Given instruction -> Give back, unchanged, each line from the one containing "Locate each instance of the leafy" through the last line of the entries below.

____ Data provided

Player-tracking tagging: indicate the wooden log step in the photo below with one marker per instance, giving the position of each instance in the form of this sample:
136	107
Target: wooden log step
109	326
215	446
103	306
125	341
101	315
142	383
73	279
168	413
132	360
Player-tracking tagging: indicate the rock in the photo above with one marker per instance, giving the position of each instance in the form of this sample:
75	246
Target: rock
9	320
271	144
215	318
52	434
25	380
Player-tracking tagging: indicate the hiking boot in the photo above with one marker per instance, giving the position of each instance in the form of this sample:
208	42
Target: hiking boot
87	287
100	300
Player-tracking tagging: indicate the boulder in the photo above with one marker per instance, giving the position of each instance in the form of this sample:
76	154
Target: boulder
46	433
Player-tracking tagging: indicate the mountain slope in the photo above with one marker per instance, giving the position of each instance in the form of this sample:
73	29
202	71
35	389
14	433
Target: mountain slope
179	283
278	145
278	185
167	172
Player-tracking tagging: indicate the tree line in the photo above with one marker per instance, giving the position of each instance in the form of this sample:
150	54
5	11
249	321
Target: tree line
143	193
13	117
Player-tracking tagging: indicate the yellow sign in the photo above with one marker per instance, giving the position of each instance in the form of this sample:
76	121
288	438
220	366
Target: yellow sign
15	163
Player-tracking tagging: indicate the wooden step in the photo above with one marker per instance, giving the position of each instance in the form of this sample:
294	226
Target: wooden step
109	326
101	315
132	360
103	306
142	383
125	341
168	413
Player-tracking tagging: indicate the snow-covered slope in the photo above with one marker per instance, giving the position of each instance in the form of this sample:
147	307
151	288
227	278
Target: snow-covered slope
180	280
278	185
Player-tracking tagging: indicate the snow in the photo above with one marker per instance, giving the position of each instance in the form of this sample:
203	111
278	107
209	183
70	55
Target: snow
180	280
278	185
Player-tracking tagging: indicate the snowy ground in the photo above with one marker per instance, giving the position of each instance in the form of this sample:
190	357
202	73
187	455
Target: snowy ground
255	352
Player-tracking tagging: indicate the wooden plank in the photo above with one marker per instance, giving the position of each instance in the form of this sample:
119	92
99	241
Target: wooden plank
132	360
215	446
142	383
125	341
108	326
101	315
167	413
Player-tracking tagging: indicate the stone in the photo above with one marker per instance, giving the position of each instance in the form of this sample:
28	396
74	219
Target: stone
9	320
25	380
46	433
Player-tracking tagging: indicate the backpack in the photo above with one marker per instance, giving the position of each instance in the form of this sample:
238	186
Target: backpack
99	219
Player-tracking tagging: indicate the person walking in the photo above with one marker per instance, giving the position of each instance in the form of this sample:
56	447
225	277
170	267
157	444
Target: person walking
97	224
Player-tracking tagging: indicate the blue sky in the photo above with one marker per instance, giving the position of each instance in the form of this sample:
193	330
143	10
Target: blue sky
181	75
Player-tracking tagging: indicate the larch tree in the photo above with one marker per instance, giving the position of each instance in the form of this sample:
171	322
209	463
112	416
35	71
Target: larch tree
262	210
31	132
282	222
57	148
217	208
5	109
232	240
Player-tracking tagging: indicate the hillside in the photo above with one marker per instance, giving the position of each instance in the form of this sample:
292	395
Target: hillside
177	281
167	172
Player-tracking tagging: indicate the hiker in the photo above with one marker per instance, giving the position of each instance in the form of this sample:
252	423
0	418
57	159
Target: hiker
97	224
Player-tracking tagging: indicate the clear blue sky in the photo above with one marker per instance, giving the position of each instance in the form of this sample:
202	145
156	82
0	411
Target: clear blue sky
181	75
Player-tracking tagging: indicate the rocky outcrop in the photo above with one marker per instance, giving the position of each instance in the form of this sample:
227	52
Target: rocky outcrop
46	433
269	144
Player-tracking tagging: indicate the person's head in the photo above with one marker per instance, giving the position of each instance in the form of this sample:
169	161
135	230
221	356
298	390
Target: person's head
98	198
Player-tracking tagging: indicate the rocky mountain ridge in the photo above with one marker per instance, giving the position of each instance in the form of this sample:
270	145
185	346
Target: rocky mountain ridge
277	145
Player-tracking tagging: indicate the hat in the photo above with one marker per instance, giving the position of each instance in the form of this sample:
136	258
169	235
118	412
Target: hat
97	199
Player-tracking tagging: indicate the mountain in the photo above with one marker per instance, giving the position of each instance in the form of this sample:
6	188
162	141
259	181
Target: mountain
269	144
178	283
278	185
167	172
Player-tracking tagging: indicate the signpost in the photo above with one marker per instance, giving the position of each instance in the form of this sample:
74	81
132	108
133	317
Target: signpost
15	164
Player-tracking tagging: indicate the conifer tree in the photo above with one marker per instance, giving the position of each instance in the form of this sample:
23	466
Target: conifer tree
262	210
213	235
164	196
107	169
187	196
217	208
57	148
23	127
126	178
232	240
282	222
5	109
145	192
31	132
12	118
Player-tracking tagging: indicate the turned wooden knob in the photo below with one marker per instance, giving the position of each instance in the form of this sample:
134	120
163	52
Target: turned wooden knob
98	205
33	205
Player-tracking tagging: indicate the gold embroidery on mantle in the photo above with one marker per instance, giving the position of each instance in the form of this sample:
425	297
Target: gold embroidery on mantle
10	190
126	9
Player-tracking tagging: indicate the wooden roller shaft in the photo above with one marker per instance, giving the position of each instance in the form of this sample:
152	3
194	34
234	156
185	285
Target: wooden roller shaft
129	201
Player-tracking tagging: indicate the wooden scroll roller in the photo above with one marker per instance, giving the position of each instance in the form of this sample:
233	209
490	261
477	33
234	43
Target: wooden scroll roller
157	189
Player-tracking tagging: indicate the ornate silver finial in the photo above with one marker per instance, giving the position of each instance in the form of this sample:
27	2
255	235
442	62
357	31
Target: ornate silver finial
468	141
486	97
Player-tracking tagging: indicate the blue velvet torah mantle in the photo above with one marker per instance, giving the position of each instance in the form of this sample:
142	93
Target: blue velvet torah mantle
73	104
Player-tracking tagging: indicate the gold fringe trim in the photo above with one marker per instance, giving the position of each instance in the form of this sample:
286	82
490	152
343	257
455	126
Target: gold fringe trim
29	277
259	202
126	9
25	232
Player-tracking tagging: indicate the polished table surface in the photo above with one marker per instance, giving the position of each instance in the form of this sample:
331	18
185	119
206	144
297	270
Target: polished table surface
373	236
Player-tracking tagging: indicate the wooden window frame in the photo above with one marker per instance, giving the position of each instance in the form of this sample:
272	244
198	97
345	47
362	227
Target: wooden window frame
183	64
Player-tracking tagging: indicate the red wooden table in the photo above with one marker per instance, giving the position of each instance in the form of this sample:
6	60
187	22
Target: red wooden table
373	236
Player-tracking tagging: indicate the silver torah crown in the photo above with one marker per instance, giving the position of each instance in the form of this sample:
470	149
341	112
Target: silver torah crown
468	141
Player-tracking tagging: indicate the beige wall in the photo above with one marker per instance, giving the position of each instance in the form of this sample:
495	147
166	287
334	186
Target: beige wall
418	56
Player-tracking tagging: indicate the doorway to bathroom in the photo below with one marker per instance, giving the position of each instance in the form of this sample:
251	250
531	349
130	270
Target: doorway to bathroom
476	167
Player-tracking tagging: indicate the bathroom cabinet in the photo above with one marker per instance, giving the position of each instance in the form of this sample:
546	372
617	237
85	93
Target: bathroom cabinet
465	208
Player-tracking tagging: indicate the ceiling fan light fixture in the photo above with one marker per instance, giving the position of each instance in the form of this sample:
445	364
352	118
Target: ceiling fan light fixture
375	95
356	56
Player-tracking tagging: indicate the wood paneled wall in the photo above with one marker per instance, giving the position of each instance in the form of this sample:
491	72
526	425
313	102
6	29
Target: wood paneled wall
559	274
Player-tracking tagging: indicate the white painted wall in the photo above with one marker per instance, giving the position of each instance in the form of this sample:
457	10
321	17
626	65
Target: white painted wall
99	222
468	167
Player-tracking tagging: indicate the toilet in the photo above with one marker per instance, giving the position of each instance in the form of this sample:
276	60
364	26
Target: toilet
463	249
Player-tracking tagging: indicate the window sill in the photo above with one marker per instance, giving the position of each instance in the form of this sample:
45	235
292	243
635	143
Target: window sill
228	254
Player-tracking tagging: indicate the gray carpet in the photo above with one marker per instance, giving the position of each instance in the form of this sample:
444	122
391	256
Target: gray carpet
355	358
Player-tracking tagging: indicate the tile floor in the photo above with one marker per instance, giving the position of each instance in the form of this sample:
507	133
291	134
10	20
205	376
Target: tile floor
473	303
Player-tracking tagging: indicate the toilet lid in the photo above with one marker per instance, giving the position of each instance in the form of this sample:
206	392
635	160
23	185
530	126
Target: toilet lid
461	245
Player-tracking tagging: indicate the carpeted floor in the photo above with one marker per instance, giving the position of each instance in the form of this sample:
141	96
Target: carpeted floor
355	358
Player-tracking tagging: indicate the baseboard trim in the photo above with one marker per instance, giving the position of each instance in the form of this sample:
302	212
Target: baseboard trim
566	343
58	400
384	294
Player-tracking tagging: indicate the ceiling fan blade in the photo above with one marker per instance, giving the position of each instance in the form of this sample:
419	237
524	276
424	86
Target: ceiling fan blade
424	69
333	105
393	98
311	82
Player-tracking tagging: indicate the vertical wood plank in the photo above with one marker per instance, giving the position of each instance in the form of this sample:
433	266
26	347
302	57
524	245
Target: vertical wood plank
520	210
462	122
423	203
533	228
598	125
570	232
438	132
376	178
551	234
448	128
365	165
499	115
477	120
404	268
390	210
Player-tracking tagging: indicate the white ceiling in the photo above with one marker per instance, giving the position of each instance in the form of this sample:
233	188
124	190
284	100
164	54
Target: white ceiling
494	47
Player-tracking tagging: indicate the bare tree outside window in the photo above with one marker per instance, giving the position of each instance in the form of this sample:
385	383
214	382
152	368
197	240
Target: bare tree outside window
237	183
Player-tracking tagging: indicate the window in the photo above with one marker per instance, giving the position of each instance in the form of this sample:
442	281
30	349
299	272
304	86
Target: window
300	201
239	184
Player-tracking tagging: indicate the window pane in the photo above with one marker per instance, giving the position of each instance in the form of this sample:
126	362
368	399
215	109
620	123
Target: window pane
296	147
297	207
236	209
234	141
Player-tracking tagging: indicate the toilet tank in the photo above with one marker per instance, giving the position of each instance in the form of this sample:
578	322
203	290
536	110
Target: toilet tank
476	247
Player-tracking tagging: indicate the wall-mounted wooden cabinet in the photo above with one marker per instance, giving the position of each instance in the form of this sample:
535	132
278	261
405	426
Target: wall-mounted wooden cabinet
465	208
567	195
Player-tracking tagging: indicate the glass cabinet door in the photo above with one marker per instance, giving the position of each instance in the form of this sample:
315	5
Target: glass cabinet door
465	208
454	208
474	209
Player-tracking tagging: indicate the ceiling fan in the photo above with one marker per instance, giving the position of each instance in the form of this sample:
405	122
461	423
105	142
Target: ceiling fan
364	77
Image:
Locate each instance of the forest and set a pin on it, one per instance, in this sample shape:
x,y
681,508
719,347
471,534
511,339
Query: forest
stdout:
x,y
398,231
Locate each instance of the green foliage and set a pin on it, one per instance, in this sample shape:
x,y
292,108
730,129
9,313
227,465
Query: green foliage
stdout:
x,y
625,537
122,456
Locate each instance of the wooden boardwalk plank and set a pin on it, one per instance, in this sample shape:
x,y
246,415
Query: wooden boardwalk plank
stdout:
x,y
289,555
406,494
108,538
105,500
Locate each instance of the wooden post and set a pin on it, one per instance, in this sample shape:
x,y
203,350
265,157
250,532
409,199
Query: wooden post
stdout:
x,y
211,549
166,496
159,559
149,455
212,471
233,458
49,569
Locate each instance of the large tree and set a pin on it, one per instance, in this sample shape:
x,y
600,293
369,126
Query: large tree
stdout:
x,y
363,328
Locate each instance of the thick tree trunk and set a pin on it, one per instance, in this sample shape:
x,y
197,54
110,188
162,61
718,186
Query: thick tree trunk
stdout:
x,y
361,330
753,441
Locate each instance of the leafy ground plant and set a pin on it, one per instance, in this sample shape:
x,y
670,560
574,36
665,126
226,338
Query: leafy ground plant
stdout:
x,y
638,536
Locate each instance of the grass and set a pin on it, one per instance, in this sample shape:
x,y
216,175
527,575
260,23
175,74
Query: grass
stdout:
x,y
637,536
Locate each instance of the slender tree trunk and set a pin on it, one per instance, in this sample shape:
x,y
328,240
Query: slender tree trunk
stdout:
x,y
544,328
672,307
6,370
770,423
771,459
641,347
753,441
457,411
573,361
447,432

________

Solution for this task ->
Locate each instance of the leafy ground plant and set a pin on it, one per instance, in this sample shape:
x,y
670,560
574,36
665,126
226,338
Query: leafy ground plant
stdout:
x,y
638,536
Locate each instance of the grass and set a pin on it, one per instance, in this sample shape:
x,y
216,175
527,575
260,23
175,74
Query: grass
stdout:
x,y
637,536
Locate each instance of the slender tree trunk and set a pin on it, one per instance, in this sample shape:
x,y
328,240
Query: slender tree trunk
stdout:
x,y
544,328
672,307
6,370
770,423
771,459
641,347
753,441
457,411
573,361
447,432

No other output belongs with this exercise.